### DIRECTIONS FOR THIS TASK
Reproduce the material below line for line, without changing anything, and leave out the pictures.

### INPUT RECORDS

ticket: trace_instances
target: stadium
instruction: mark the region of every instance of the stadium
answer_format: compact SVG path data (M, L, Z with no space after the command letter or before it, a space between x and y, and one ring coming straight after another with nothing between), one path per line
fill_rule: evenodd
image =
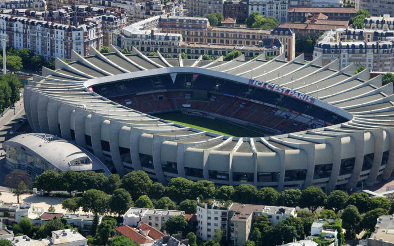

### CORRECT RESPONSE
ticket: trace_instances
target: stadium
instruction: mark the region of every instance of the stadium
answer_format: compact SVG path data (M, L, Z with no space after the command letter or before it, a space between x and y, and one ring coming straight after another with nothing between), one path per line
fill_rule: evenodd
image =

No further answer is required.